- **Assignment**
The response should consist of the listing, repeated word for word.
###
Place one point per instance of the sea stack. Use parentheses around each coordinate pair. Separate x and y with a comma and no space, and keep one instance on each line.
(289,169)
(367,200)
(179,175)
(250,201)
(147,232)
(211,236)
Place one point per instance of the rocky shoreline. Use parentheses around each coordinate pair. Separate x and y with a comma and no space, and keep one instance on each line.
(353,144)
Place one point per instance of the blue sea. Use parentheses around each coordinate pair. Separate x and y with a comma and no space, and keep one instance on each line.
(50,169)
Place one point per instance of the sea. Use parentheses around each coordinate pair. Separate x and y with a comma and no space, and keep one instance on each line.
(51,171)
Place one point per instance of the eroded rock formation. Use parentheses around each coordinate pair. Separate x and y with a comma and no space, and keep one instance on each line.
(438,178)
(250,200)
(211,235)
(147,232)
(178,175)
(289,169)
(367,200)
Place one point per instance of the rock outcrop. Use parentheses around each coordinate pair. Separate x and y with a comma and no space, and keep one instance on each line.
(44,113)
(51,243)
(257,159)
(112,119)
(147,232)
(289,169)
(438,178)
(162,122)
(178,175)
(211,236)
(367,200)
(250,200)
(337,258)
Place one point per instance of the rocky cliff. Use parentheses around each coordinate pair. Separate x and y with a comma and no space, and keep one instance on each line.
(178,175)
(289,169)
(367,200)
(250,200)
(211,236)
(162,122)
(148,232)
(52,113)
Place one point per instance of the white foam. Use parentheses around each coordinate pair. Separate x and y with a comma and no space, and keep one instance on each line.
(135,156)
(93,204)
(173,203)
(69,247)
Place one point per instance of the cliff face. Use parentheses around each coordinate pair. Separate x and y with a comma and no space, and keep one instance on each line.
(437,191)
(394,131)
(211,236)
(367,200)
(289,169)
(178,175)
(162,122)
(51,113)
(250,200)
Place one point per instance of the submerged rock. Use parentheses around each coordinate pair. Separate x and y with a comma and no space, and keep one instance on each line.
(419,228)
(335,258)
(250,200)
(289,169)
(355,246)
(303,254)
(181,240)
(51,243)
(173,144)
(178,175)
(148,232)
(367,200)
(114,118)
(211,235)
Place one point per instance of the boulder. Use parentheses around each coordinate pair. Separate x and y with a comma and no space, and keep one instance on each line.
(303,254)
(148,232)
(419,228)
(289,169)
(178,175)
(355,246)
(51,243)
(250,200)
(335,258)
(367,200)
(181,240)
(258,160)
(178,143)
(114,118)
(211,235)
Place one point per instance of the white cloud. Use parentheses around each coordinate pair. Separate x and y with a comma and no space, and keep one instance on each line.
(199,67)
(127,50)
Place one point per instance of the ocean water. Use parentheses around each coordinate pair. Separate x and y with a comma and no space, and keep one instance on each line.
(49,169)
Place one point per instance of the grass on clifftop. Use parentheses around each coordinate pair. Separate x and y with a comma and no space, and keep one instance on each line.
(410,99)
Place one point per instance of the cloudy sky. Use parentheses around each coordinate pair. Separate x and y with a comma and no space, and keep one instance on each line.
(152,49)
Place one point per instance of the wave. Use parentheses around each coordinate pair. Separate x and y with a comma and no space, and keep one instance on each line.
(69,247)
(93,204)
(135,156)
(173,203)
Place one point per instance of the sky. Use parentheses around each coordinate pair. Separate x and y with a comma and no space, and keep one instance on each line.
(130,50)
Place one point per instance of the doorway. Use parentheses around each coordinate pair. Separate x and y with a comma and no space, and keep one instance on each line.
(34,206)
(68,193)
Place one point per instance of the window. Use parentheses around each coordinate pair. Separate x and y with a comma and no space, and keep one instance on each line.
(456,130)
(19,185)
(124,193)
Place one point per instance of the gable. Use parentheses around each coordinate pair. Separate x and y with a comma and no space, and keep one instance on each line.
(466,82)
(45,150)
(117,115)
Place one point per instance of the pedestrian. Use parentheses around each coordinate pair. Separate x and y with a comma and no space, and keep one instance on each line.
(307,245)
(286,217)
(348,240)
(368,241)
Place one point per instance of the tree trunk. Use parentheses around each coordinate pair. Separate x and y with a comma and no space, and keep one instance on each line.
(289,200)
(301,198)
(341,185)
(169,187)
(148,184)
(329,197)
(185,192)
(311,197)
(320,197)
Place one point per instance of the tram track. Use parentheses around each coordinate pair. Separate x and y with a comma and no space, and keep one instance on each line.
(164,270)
###
- **Solution**
Place one point per instance of the sea stack. Use parentheses around each coordinate pair. Separate x and y with a comma and no space, and keep one instance on each line.
(289,169)
(367,200)
(179,175)
(250,201)
(147,232)
(211,236)
Place one point per instance of the rocky shoreline. Use parentheses around each coordinate pair. Separate x and y with a comma and no space, and keep one instance on each line.
(353,144)
Place one point per instance of the blue sea. Use parentheses around each coordinate pair. Separate x and y with a comma and no space, and keep one instance on each line.
(50,169)
Place one point per instance of the sea. Use parentheses around each coordinate pair. Separate x and y with a comma and no space, and keep one instance on each line.
(51,171)
Place one point per instance of the eroded rock formation. Use parentheses around each coordinate pair. Separate x and y with a comma and no space, and keep one instance on each line.
(438,178)
(250,200)
(211,235)
(147,232)
(178,175)
(289,169)
(367,200)
Place one point per instance of the rock outcrop. Use parentheses around each coordinate pair. Separate x and y with a comma and no space, and keep one instance on each line.
(44,113)
(51,243)
(257,159)
(112,119)
(147,232)
(289,169)
(438,178)
(162,122)
(178,175)
(211,236)
(367,200)
(250,200)
(337,258)
Place one point per instance of the rocky cliff. Use parentheses around each coordinate pair. Separate x and y with a comma and no space, and keep one instance on each line.
(178,175)
(289,169)
(367,200)
(250,200)
(211,236)
(162,122)
(148,232)
(52,113)
Place one point per instance of the white foam. Use parentheses around each coordinate pair. Separate x and y with a comma and no space, and keep one instance on each line.
(135,156)
(93,204)
(173,203)
(69,247)
Place one point per instance of the cliff face. Use parentheses around each coordinate pair. Separate x and y with a comma and no space, and keep one instance on each line.
(437,191)
(394,131)
(211,236)
(367,200)
(289,169)
(178,175)
(162,122)
(51,113)
(250,200)
Place one point per instance of the submerged rock. Use parentheses around each coordinate pair. Separate x and y with a comma and no space, and keep one instance on each line.
(419,228)
(335,258)
(250,200)
(289,169)
(355,246)
(303,254)
(181,240)
(51,243)
(173,144)
(178,175)
(148,232)
(367,200)
(114,118)
(211,235)
Place one point per instance of the boulder. Use parentheses around each coordinate pair. Separate x and y with a comma and no space, and keep one instance on each line.
(303,254)
(148,232)
(419,228)
(289,169)
(178,175)
(355,246)
(51,243)
(250,200)
(335,258)
(367,200)
(181,240)
(258,160)
(178,143)
(114,118)
(211,235)
Place one point per instance of the white cloud. Use parentheses around each coordinate pair. Separate x and y with a comma and no space, and keep one instance on each line.
(199,67)
(127,50)
Place one point per instance of the ocean water. Use parentheses around each coordinate pair. Separate x and y with a comma and no space, and keep one instance on each line.
(49,169)
Place one point per instance of the grass on clifftop. Use parentheses around each coordinate pair. Separate x and y with a comma and no space, and keep one instance on each line.
(410,99)
Place one point per instance of the cloudy sky. Use parentheses around each coordinate pair. Separate x and y with a comma and no space, and keep one instance on each line.
(152,49)
Place one point per instance of the wave. Use parentheses around each coordinate pair. Separate x and y with a comma and no space, and keep one instance on each line.
(69,247)
(93,204)
(135,156)
(173,203)
Place one point per instance of the sky. Use parentheses around each coordinate pair. Separate x and y with a comma and no space, and keep one instance on each line.
(130,50)
Place one point per instance of the doorway. Use parentheses around each coordinate pair. Separate x and y with a comma and no space, and keep one instance on each line.
(34,206)
(68,193)
Place one point per instance of the window. Use parentheses around each coordinate pair. Separate x and y with a comma and no space, and keep one instance on each line.
(456,130)
(19,185)
(124,193)
Place one point per instance of the gable. Use parentheses around each coordinate pair. Separate x and y with a comma and no space, and keep one instance on each line.
(466,82)
(45,150)
(117,115)
Place one point per instance of the pedestrian. Use parentheses around each coordinate pair. Separate x and y with a comma and no space, and keep one instance on each line.
(307,245)
(286,217)
(348,240)
(368,241)
Place one point per instance of the tree trunk. Use parentheses around each coordinate pair. Separate x and y with a comma and no space, and keep one instance on each line.
(289,200)
(301,198)
(341,185)
(169,187)
(148,184)
(329,197)
(185,192)
(311,197)
(320,197)
Place one point per instance of the tram track. Use parentheses around each coordinate pair. Separate x and y with a comma and no space, and keep one instance on each line.
(164,270)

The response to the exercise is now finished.